[Opening Input for this task section]

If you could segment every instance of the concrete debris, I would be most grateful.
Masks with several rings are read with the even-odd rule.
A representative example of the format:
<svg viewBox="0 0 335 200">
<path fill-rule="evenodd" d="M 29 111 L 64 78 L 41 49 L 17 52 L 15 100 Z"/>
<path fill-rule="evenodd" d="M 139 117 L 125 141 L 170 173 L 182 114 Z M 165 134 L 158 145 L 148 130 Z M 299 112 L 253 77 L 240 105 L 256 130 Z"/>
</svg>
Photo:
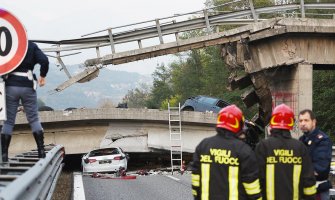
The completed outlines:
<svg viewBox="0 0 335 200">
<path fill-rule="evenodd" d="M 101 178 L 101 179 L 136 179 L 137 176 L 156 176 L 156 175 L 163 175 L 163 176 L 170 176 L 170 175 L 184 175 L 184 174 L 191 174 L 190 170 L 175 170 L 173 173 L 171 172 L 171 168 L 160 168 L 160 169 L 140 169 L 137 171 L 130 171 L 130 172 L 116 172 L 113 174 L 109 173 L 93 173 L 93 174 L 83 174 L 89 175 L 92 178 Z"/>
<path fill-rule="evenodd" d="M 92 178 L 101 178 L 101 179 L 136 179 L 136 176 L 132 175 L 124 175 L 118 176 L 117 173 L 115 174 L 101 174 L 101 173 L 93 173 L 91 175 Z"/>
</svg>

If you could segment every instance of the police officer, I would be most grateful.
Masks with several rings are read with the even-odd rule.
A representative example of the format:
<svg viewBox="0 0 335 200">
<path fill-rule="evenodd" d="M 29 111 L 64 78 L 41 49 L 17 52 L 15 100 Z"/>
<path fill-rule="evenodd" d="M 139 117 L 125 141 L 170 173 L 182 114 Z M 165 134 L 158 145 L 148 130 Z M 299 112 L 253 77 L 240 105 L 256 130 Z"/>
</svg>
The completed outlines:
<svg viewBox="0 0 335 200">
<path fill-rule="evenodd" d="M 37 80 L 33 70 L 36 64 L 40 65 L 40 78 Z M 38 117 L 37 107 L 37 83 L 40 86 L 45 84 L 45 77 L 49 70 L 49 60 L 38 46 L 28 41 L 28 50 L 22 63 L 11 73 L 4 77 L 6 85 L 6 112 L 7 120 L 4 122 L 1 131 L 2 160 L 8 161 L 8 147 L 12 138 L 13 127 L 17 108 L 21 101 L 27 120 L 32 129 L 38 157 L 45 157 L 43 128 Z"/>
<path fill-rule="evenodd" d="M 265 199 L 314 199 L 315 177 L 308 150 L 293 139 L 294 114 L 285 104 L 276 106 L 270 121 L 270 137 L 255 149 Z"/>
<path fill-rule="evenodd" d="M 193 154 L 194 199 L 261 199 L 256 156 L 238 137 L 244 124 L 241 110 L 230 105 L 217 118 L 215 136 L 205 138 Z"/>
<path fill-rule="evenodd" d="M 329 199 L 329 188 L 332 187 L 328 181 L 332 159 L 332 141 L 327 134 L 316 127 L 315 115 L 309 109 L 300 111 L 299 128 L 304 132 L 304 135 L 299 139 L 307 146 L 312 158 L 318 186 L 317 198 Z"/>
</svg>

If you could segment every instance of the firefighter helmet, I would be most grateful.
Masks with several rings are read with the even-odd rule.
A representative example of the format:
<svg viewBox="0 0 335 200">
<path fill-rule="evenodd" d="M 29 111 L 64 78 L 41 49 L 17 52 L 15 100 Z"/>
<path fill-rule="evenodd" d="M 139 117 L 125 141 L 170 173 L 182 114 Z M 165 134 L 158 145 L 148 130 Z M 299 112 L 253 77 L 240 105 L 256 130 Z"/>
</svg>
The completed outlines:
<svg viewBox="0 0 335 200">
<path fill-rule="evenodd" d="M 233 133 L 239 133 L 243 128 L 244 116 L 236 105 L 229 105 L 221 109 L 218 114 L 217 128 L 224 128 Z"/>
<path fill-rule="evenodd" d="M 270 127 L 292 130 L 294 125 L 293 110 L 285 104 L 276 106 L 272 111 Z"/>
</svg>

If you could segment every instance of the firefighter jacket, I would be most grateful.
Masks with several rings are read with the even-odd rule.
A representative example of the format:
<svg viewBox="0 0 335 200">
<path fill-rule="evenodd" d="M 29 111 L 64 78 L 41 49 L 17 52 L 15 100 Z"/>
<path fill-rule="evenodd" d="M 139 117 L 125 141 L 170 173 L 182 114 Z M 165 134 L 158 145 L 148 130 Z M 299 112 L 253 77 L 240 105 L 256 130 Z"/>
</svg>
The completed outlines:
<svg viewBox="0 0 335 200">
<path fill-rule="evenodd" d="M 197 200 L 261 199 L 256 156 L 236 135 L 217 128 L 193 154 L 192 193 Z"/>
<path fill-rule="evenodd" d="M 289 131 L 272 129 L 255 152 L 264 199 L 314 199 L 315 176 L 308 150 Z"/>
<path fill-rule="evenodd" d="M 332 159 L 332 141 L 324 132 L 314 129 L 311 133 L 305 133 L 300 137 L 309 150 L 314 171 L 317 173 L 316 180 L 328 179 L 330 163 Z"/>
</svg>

[Closing Input for this task section]
[Opening Input for this task section]

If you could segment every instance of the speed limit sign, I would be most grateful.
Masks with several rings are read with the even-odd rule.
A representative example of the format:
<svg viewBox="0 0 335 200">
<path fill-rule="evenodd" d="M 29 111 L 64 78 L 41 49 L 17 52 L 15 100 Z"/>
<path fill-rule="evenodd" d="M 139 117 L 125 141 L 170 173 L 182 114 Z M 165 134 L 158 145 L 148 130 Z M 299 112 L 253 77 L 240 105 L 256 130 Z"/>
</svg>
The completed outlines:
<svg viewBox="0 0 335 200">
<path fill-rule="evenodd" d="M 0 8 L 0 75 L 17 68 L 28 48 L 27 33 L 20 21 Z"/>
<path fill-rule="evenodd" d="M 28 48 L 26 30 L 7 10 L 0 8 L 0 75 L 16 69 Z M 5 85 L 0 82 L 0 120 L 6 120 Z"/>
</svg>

[Closing Input for this task section]

Task requirements: Return the number of lines in the records holding the string "most", without any other words.

Answer box: 5